#### [Prompt]
In this exercise, the entries below are to be transcribed exactly, line by line.

#### [Provided records]
Content starts

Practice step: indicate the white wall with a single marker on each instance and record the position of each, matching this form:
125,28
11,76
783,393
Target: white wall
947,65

Content ends

#### [Task solution]
Practice step: indicate the white wall with a single marker on each instance and record the position of each, matching this form:
125,28
11,76
783,393
Target: white wall
947,65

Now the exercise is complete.